My child wants to know if the mountains really cowered.
How do you know when a sea or a river is afraid?
How do you know when the sky is thinking yes or no?

And him, why did he say yes? Did he know
that all the other creatures refused the burden?
That he was God’s last choice?

'No, not a rat or a cockroach'

Mattawa weaves contemporary themes into his poems: revolution, the environment, and migration. He develops strands of ideas that increase in resonance as he revisits them throughout the book.

In Unreal City, Mattawa hints at his Libyan heritage and recalls former Libyan leader Muammar Gaddafi’s characterisation of protestors against his rule as rats and cockroaches when he writes:

Fugitive Atlas, by Khaled Mattawa

How would I return? After all that happened. I’d choose to be like I was: a stubborn thing.
No not a rat or a cockroach. I mean something that has beauty about it.

The poem's themes extend across all the places he's been associated with. In Our Neighbors: Poisoned City, Mattawa, who works at the University of Michigan, mulls on the tragedy of polluted drinking water in Flint, Michigan.

To rivers where souls
Slake their thirst, where infants
Bathe in your bitter facts

By extension, the theme of individuals caught in the web of stronger social forces runs through the collection.

Finally, after meditations on the impact of revolution on the cities of Egypt's Cairo and Libya's Benghazi (Mattawa’s hometown), he offers this advice to individuals within the collective metropolis in his poem, Our Cities:

All who wear a mortal
mould rise as the sun their
father rose. Let it
gird, not break, your heart: the world’s
                              amends:

the toil imposed.

An ode to the fugitives

Mattawa’s collection is divided into five sections; all are untitled except for Section IV, which is titled Fugitive Atlas, as an apogee of the collection.

Mattawa opens this section with the following epigraph that quotes lyrics from Algerian singer Dahmane El Harrachi’s famous song, Ya Rayeh:

Traveller, where are you heading?
You embark, take sick and return.
So many innocents like you and me
were duped and lost their way.

Poems in Section IV: Fugitive Atlas contain a subtext of the fugitive: a person seeking escape from threat or incarceration. His lines depict experiences of shock, departure and escape: living under siege, traffickers and the trafficked, and loss on the open sea.

In Psalm Under Siege Mattawa considers the plight of Syrians impacted by the civil war by mentioning the destroyed towns of Idlib and Daraa.

Locust-ravaged Idlib fields,
the dry wells of Daraa. Candle
light or soul - what else to call
what remains alive in me, how
it shrinks like an iris blinded
by death’s blazing noon.

While in Trafficker Soliloquy, he muses on the trafficked from the perspective of the trafficker:

Don’t fear their eyes. They came
to you, after all, they paid their way.
Oh, they’ll kill you given the chance.

And in The Boat Merchant's Wife, he writes of the perils and loss of those who seek a better life:

boats filled with people and goods
and sailed off. A day or a week later,
the sea sends back the drowned.

Together, these poems examine the many-sided predicaments of individuals caught within the framework of migration; they are all in some way impacted by the social forces of war, poverty, government failure, and desperation.
----
◆ Work required:
According to the review of Fugitive Atlas, which section of the collection is the only one given a title? Use only the review above.
----
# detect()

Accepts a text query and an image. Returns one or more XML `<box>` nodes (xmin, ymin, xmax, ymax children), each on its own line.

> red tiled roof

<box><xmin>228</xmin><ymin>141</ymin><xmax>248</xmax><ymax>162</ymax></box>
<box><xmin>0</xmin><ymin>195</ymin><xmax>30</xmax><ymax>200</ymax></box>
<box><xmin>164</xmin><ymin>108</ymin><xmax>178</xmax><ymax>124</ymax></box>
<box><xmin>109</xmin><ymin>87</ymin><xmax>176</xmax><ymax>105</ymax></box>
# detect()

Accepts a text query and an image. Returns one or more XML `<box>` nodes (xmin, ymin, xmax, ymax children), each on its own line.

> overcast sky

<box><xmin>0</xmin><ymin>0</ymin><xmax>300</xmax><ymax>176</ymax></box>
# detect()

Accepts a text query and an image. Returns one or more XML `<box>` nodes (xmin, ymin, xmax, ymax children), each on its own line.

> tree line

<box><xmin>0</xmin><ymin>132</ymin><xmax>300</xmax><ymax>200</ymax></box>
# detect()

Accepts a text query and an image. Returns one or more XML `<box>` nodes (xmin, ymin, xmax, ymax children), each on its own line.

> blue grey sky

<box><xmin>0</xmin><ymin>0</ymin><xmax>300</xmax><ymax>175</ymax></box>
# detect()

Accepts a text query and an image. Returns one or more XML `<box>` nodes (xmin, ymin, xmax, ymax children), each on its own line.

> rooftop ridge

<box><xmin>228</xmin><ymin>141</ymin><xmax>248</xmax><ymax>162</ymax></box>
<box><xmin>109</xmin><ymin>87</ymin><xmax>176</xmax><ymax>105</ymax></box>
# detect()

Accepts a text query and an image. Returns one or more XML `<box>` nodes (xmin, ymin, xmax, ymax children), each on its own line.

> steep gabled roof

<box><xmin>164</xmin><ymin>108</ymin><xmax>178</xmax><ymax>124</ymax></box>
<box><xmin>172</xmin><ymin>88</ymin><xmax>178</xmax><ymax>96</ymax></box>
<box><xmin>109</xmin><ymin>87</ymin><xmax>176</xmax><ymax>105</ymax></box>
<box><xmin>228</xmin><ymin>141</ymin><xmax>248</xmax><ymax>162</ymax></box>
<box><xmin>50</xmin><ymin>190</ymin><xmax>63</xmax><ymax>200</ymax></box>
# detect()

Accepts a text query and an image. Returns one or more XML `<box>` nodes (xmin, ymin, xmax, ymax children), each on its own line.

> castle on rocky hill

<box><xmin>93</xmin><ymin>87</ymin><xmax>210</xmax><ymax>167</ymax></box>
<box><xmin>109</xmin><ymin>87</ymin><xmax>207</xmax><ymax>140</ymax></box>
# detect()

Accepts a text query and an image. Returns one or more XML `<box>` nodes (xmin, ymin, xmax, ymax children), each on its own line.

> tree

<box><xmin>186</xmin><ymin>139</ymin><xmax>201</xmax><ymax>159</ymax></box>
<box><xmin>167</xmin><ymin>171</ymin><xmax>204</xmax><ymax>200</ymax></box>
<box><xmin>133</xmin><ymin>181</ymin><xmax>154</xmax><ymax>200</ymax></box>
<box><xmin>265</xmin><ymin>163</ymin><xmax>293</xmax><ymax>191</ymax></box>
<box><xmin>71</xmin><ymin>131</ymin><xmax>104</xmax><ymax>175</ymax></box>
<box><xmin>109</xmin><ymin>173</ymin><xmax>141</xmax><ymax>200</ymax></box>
----
◆ Final answer:
Section IV, titled Fugitive Atlas.